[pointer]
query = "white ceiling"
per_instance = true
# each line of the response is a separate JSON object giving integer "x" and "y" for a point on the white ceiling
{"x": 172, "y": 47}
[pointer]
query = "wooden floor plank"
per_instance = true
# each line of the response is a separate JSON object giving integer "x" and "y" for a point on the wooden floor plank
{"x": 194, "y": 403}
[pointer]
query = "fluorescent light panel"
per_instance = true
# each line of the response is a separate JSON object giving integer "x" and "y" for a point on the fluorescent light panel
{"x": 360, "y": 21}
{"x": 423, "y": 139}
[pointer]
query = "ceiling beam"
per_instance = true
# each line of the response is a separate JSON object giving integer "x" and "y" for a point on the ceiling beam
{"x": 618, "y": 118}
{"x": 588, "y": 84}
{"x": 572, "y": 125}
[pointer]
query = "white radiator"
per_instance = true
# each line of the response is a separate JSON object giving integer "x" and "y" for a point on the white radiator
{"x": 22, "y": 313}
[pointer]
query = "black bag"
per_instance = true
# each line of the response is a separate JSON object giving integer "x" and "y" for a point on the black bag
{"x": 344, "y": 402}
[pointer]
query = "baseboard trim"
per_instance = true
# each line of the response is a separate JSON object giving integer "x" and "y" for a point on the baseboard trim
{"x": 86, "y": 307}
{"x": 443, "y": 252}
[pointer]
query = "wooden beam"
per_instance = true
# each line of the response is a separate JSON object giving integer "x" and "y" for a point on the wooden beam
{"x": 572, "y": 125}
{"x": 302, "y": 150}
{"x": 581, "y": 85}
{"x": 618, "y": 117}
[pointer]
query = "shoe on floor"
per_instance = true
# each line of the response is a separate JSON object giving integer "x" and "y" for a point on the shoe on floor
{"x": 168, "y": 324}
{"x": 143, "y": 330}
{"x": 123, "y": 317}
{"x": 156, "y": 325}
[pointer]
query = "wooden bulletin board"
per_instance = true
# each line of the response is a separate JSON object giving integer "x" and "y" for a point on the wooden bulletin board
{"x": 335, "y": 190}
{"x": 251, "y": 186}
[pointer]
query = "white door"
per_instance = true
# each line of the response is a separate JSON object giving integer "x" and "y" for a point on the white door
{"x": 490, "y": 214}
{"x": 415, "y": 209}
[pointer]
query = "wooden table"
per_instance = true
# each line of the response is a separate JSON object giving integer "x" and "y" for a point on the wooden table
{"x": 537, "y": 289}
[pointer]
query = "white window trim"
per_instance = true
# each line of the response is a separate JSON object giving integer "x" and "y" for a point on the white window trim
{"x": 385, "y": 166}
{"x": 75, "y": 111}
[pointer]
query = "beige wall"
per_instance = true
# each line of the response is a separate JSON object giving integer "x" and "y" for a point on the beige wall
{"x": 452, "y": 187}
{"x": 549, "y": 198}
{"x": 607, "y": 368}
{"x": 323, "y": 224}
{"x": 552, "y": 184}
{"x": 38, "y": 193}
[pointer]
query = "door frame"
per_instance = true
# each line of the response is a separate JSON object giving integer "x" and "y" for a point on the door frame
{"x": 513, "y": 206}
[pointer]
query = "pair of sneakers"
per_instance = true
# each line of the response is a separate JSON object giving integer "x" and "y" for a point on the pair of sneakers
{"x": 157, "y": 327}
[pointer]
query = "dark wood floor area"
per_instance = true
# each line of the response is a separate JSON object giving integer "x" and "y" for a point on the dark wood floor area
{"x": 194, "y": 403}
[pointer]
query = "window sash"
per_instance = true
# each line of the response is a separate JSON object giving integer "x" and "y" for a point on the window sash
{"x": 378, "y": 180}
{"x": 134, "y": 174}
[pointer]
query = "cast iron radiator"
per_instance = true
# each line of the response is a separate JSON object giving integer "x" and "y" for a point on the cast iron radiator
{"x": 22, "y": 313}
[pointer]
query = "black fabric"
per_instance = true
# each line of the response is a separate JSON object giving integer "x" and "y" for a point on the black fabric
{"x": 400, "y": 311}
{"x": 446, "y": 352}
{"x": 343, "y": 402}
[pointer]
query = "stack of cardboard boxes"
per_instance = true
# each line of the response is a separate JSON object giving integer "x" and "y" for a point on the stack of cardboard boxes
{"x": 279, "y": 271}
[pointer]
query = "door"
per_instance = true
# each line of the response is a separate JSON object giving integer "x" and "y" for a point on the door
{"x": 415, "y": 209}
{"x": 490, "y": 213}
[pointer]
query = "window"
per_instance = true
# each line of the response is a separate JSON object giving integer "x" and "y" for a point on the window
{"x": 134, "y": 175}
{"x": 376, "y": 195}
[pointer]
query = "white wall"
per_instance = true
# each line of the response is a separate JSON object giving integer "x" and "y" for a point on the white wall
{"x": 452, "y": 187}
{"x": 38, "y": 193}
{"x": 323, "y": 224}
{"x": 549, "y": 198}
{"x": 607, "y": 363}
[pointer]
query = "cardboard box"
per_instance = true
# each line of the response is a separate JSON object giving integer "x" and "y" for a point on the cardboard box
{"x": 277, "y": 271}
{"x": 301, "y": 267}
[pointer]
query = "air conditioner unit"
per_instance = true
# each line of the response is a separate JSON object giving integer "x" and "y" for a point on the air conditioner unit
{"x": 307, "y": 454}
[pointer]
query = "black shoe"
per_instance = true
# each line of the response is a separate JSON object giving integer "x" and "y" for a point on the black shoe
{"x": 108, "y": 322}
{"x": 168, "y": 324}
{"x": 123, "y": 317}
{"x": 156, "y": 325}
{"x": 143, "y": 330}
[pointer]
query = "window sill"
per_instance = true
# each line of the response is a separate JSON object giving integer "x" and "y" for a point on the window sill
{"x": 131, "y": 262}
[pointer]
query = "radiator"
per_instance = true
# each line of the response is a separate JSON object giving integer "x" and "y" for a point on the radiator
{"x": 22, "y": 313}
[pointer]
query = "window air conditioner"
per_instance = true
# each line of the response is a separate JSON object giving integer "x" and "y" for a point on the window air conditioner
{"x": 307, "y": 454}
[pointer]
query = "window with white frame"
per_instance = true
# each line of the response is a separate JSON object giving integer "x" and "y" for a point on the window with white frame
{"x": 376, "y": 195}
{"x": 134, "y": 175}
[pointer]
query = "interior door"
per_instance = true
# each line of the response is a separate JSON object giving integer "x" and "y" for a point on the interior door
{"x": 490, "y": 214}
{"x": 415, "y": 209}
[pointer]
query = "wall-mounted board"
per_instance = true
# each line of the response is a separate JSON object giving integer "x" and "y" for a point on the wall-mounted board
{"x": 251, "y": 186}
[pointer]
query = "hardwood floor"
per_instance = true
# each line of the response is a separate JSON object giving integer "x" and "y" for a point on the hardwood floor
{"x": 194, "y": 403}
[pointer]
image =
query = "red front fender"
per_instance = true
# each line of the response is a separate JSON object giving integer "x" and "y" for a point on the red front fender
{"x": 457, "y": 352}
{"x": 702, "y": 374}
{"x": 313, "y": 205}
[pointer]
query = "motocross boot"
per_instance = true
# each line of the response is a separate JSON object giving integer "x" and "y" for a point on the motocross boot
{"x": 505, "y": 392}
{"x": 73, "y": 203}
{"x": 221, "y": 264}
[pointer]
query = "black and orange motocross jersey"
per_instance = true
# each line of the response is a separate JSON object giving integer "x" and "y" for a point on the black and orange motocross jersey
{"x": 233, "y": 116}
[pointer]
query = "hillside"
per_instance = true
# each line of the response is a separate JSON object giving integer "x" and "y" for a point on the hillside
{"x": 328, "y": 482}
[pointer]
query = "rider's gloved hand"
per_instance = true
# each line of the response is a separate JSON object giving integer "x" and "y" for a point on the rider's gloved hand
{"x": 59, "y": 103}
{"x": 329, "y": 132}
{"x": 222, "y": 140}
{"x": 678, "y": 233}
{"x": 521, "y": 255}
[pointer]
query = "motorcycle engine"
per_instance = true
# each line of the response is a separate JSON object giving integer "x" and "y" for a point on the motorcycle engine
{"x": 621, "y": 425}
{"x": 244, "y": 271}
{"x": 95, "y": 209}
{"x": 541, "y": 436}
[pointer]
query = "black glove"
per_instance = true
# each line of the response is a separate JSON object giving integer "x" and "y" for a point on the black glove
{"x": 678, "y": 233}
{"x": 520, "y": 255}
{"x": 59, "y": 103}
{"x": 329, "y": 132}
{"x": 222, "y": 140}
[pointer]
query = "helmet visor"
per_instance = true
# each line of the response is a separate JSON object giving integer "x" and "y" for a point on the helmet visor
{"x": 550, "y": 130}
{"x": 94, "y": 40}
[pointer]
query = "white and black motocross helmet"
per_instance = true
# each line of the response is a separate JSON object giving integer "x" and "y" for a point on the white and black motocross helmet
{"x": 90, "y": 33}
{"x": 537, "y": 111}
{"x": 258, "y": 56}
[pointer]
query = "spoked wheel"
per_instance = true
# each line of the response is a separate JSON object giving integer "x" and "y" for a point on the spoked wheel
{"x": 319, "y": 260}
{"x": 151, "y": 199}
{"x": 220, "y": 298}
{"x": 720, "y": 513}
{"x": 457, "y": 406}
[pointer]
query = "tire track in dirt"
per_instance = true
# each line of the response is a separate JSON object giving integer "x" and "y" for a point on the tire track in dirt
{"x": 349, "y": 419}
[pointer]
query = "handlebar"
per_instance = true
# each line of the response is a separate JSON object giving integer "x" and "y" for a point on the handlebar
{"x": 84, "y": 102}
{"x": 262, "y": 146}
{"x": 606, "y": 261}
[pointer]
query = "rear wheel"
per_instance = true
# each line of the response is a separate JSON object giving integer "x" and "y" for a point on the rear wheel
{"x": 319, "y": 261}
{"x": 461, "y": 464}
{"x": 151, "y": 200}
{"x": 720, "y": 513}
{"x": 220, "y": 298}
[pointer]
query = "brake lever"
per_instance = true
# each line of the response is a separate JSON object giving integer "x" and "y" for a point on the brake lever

--

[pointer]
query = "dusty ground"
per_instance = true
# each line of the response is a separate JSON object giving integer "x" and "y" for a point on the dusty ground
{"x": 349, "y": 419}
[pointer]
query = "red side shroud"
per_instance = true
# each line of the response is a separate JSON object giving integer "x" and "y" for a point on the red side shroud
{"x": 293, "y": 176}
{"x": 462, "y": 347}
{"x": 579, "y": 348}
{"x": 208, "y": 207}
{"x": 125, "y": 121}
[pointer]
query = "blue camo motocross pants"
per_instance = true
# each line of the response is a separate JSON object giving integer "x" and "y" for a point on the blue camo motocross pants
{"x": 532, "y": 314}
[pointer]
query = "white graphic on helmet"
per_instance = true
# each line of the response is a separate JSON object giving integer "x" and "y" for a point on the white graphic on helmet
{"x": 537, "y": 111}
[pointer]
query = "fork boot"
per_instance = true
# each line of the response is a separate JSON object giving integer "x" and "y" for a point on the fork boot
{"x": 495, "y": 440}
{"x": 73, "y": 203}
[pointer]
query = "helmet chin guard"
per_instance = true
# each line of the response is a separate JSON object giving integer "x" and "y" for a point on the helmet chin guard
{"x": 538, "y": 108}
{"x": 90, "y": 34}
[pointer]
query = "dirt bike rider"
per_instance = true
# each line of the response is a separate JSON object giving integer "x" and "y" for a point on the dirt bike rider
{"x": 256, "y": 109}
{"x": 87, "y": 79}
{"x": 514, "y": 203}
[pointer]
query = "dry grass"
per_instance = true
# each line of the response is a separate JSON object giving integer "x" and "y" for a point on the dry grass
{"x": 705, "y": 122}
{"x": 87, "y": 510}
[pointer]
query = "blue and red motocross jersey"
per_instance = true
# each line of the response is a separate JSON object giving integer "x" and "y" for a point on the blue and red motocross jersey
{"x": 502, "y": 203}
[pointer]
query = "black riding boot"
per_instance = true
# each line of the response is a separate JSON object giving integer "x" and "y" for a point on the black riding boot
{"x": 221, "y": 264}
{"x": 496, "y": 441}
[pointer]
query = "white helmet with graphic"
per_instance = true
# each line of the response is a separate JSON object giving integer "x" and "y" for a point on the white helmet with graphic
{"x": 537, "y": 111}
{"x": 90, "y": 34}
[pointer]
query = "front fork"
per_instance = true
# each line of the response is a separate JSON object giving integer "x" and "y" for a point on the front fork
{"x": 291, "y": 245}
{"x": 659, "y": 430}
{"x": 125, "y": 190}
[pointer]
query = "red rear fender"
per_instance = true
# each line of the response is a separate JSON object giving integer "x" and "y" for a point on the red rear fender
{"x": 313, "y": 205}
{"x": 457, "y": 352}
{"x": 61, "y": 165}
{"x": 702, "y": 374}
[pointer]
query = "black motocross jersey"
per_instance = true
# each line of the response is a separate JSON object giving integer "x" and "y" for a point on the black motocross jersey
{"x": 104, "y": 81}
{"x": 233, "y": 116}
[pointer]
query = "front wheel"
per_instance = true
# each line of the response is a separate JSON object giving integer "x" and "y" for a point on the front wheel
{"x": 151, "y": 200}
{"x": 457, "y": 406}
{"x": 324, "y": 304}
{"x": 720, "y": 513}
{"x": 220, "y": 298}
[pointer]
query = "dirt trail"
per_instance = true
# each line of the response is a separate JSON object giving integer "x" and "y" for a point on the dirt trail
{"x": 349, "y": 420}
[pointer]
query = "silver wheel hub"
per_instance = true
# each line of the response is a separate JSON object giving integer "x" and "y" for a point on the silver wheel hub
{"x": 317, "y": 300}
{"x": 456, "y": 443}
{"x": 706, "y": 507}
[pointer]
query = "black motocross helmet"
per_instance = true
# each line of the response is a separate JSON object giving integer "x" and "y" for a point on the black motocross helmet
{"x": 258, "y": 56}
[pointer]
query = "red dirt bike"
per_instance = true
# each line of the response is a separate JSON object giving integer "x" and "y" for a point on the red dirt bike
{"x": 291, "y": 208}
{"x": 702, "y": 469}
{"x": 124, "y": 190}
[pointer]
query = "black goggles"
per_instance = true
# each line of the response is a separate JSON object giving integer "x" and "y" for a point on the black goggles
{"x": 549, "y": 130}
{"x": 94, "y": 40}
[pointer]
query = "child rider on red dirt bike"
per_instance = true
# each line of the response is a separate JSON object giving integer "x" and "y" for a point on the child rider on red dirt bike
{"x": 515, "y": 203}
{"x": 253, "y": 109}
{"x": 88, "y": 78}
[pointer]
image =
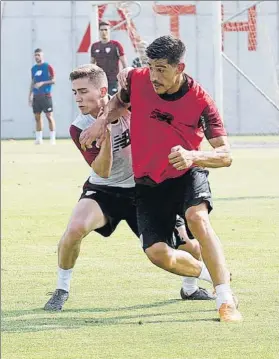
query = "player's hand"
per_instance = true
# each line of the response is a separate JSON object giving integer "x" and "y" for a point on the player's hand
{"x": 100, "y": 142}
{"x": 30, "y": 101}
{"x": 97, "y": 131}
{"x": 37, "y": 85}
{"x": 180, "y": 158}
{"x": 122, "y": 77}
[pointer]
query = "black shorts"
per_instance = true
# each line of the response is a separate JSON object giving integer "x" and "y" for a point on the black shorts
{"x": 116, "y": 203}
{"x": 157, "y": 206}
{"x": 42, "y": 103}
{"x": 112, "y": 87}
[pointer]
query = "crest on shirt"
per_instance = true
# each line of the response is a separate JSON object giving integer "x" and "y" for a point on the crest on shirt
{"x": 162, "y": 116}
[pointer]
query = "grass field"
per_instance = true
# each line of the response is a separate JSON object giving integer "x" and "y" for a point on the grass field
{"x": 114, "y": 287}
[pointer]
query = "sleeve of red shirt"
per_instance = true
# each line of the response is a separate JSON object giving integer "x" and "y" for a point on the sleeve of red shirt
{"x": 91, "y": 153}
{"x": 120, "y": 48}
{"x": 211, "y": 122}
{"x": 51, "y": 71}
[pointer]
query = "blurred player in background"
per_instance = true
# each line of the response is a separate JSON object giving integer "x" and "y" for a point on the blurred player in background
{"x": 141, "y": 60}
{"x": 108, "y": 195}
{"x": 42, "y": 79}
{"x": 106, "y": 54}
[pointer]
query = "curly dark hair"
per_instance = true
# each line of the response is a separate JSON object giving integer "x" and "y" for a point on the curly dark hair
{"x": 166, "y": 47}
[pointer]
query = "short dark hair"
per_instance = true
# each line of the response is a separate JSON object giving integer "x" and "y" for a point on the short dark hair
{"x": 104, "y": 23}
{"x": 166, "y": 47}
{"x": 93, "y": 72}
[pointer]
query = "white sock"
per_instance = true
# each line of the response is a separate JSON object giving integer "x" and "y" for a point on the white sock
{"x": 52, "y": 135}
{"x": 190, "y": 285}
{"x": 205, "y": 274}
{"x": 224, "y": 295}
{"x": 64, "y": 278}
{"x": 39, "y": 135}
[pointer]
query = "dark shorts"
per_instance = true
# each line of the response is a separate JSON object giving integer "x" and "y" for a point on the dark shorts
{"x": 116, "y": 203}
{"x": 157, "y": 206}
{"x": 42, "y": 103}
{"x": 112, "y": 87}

**Job**. Locate every line above that contains the word "table", and copy each of those lines in full.

**Result**.
query = "wooden table"
# each line of the response is a separate JSON object giving integer "x" and "y" for a point on the wooden table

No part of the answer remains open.